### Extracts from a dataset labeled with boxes
● ● ● ●
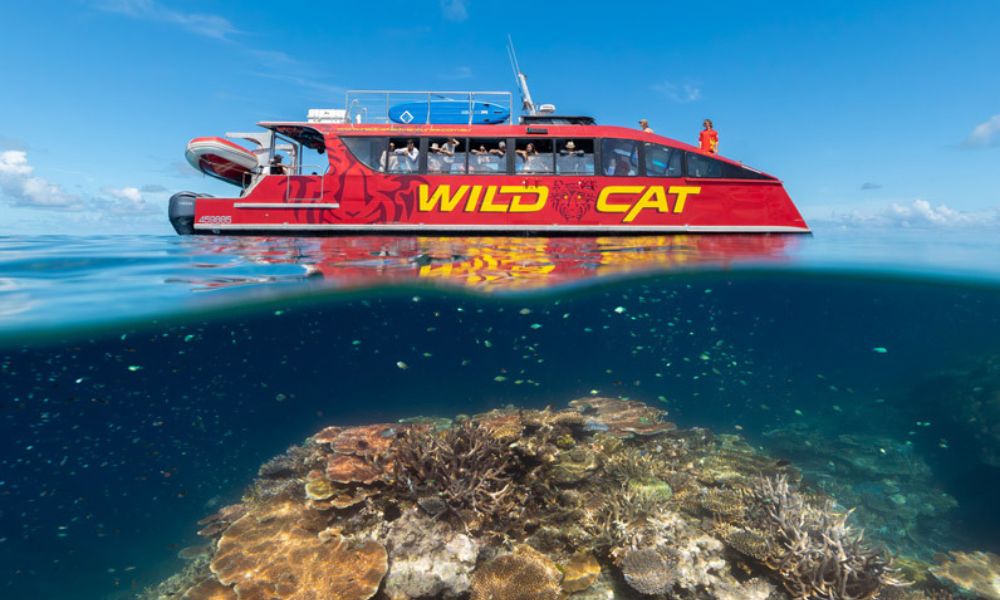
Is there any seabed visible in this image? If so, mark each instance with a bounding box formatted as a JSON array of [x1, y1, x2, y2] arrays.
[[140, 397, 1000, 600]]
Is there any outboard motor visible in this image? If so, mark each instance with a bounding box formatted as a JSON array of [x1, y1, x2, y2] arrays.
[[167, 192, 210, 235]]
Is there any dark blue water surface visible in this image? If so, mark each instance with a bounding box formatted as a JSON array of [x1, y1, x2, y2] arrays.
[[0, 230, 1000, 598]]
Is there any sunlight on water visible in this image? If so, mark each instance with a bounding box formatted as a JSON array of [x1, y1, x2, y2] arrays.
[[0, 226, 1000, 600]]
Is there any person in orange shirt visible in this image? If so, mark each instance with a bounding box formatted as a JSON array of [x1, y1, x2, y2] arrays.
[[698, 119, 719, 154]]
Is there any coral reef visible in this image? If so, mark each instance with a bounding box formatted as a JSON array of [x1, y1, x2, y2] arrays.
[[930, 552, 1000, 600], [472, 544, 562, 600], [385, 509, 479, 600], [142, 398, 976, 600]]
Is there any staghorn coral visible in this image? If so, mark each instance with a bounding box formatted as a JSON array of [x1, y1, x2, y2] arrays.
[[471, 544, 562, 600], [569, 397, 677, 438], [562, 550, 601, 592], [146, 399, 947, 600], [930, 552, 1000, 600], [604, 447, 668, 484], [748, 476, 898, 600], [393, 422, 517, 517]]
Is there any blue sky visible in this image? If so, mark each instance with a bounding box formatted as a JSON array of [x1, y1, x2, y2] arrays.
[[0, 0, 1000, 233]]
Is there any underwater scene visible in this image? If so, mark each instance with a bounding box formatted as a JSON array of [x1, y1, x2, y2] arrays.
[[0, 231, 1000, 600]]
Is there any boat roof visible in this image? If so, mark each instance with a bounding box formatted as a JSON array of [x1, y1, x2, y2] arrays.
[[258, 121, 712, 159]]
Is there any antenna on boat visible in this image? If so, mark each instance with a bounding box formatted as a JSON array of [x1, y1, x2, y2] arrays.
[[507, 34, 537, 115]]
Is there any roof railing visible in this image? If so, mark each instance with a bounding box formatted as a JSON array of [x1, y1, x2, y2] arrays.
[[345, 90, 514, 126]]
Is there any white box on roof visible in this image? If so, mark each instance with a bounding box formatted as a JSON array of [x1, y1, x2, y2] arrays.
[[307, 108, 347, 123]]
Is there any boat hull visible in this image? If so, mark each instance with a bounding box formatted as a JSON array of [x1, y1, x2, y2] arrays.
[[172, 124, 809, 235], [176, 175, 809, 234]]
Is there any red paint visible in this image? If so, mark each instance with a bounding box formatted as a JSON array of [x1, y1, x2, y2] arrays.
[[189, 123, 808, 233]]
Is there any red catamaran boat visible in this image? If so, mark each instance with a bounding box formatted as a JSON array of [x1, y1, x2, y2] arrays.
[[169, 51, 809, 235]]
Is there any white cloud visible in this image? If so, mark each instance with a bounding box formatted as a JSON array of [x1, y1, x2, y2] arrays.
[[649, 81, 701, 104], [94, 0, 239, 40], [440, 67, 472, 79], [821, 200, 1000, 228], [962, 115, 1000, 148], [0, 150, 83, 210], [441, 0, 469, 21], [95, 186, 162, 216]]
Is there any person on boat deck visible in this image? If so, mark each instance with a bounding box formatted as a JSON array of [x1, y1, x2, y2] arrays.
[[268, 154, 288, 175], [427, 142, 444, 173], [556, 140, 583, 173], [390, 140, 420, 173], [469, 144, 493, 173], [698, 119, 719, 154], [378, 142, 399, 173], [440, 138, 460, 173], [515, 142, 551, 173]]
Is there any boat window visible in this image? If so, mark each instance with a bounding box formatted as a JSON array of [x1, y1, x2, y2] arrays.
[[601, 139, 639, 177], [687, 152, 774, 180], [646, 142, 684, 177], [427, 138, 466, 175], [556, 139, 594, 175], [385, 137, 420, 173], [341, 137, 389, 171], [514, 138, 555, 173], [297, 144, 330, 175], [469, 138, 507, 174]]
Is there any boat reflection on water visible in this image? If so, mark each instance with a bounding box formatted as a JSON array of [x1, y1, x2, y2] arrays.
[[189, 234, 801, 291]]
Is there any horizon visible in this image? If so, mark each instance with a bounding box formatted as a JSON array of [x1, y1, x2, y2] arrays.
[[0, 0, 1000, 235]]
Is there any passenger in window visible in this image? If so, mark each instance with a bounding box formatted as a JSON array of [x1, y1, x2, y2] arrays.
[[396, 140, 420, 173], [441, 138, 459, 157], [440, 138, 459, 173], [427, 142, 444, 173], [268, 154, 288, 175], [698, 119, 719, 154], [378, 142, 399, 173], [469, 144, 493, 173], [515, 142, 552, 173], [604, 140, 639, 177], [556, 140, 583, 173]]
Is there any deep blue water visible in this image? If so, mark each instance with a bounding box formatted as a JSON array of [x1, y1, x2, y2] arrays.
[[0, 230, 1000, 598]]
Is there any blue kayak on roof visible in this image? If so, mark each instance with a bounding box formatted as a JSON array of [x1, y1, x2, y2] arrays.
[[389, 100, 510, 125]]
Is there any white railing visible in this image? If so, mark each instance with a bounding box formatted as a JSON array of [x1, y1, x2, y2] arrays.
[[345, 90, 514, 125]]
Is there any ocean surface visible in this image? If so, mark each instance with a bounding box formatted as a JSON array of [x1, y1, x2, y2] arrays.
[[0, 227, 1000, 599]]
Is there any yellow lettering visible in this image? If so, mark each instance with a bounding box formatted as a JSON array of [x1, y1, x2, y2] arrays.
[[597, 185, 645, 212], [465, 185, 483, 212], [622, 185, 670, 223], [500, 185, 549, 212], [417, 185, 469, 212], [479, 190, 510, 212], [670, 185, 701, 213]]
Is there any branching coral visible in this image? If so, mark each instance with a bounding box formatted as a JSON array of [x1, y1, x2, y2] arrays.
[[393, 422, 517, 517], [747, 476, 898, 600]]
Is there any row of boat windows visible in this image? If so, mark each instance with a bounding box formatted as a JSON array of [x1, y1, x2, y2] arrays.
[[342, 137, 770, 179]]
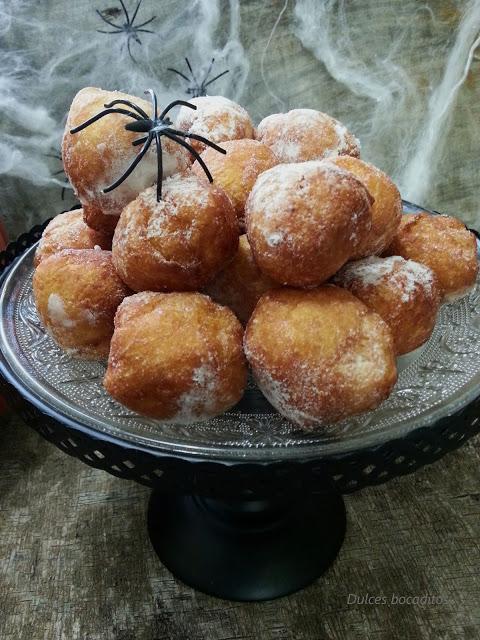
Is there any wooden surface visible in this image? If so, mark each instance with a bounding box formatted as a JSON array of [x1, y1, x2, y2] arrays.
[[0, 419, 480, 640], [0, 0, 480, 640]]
● ● ● ●
### TO BE DONE
Could you rewrite every row above with "bounding box" changed to "rectangle" wherever it occurs, keeping everything else the same and leaving out the pictures?

### RESULT
Is there any seabed visible in this image? If so, mark each instance with a rectangle formatted as a JSON array of [x1, y1, x2, y2] arrays.
[[140, 397, 1000, 600]]
Is there any outboard motor visible in this image? If so, mark each instance with a rectangle formatted as a JSON array of [x1, y1, x2, y2] arrays.
[[167, 192, 210, 235]]
Is there any dark blue water surface visible in this image? If so, mark each instance with a rectangle formatted as a JSON array of [x1, y1, x2, y2] arrays.
[[0, 230, 1000, 598]]
Is there any sunlight on water visible in this image? If so, mark each instance with a rectangle formatted as a JSON array of [x1, y1, x2, y2] arrays.
[[0, 226, 1000, 600]]
Is there any person in orange shirt visible in this image? If so, mark each instance with a rectangle formatted as a JSON array of [x1, y1, x2, y2] arrays.
[[698, 119, 719, 154]]
Is there any coral reef visible in this image? If so, mark each instance with a rectangle formatted as a JSON array of [x1, y1, x2, y2] arrays.
[[930, 552, 1000, 600], [472, 544, 562, 600], [385, 509, 479, 600], [142, 398, 976, 600]]
Is there any staghorn coral visible in this image? If so, mark each instance with a rectangle formatted as a JSON array of [x1, y1, x2, y2] arrays.
[[471, 544, 562, 600], [569, 397, 677, 438], [562, 550, 601, 592], [146, 399, 947, 600], [930, 552, 1000, 600], [604, 447, 668, 484], [748, 476, 898, 600], [393, 422, 517, 517]]
Is there any blue sky visible in this image? If so, mark each instance with a rectangle formatted as a JSON array of [x1, y1, x2, y2] arrays.
[[0, 0, 1000, 233]]
Is there any underwater scene visible in this image? If so, mark each instance with a rectangle formatted as a JSON array of [x1, y1, x2, y2] arrays.
[[0, 231, 1000, 600]]
Is there any boat roof visible in this image? If so, mark each instance with a rectangle formatted as a JSON array of [x1, y1, x2, y2] arrays.
[[258, 121, 712, 159]]
Is there any antenna on boat visible in this image? If so, mark each instance with a rectangle formatted as a JSON array of [x1, y1, x2, y2] arrays.
[[507, 34, 537, 115]]
Is there any roof railing visible in this image? If so, mark each instance with a rectangle formatted as a JSON array of [x1, y1, x2, y2] arrays.
[[345, 90, 514, 126]]
Is there any white box on roof visible in this image? If so, mark each instance with a rectangle formatted as a JSON array of [x1, y1, x2, y2] arrays.
[[307, 108, 347, 123]]
Is there any boat hull visible in this image? If so, mark each instance with a rectangle formatted as a JSON array of [x1, y1, x2, y2] arrays.
[[172, 124, 809, 235], [176, 175, 809, 234]]
Is there any red paint visible in this image? If so, mark each instance with a rectangle formatted as a JSON array of [x1, y1, x2, y2] arrays.
[[189, 123, 808, 233]]
Is there any red catamaran boat visible in this image? If so, mark each instance with a rectangle formatted as a JSON array of [x1, y1, x2, y2] arrays.
[[169, 51, 809, 235]]
Is there any white cloud visible in this image? If so, mark each instance with a rectangle formatted as a JSON array of [x1, y1, x2, y2] arrays.
[[649, 81, 701, 104], [94, 0, 239, 40], [440, 67, 472, 79], [821, 200, 1000, 228], [962, 115, 1000, 148], [0, 150, 83, 210], [441, 0, 469, 21], [95, 186, 162, 216]]
Is there any person on boat deck visible in this image? If so, mark each instance with a rectangle formatted as a JSON array of [x1, y1, x2, y2] arrays.
[[268, 154, 288, 175], [427, 142, 444, 173], [556, 140, 583, 173], [390, 140, 420, 173], [469, 144, 493, 173], [698, 119, 719, 154], [378, 142, 399, 173], [440, 138, 460, 173], [515, 142, 551, 173]]
Is there any boat window visible in this image? If so, mark each instance with a rectangle formatted as a JSON array of [x1, y1, x2, y2] arrays.
[[601, 139, 639, 177], [687, 152, 774, 180], [646, 142, 684, 177], [427, 138, 466, 175], [556, 139, 594, 175], [385, 137, 420, 173], [341, 137, 389, 171], [514, 138, 555, 173], [297, 144, 330, 175], [469, 138, 507, 174]]
Is there any boat reflection on water visible in this image? If so, mark each instance with a rectangle formatted as a JSON array of [x1, y1, x2, y2] arrays.
[[189, 234, 801, 291]]
Is there any horizon visible in this image? If so, mark each instance with a rectangle formatted as a JSON array of [x1, y1, x2, y2] arrays.
[[0, 0, 1000, 235]]
Is there any passenger in window visible in this image? If so, mark each instance with a rectangle formatted as a JSON array of [x1, y1, x2, y2] arrays.
[[396, 140, 420, 173], [441, 138, 459, 157], [440, 138, 459, 173], [427, 142, 444, 173], [268, 154, 288, 175], [698, 119, 719, 154], [378, 142, 399, 173], [469, 144, 493, 173], [515, 142, 552, 173], [604, 140, 639, 177], [556, 140, 583, 173]]
Is there any deep blue water visible in this image? If so, mark each instance with a rectangle formatted as a JSON array of [x1, y1, x2, y2] arrays.
[[0, 230, 1000, 598]]
Is there any blue kayak on roof visible in this image? If so, mark each instance with a rectangle formatted as a JSON array of [x1, y1, x2, y2] arrays.
[[389, 100, 510, 125]]
Is there any white railing visible in this image? If so, mark each instance with a rectangle formatted as a JSON array of [x1, y1, x2, y2] arrays.
[[345, 90, 514, 125]]
Is there any ocean surface visible in this image? If so, mark each instance with a rectangle formatted as a JSON array of [x1, y1, x2, y2] arrays.
[[0, 227, 1000, 599]]
Is there any yellow lettering visible in this image? If so, mark each instance with a rectangle formatted as a JSON array of [x1, y1, x2, y2] arrays.
[[597, 185, 645, 212], [465, 185, 483, 212], [622, 185, 670, 223], [500, 185, 549, 212], [417, 185, 469, 212], [479, 190, 510, 212], [670, 185, 701, 213]]
Is there any branching coral visible in this image? If so, mark each instance with a rectangle formatted as a JSON array of [x1, y1, x2, y2] arrays.
[[393, 422, 517, 517], [747, 476, 898, 600]]
Is there any row of boat windows visible in this image? If so, mark each instance with a rectangle formatted as a JSON array of [x1, y1, x2, y2] arrays.
[[342, 137, 770, 179]]
Is there any wooden surface visible in this image? If so, mark each instance with a rectangle formatted as a JSON array of [x1, y1, x2, y2] arrays.
[[0, 419, 480, 640], [0, 0, 480, 640]]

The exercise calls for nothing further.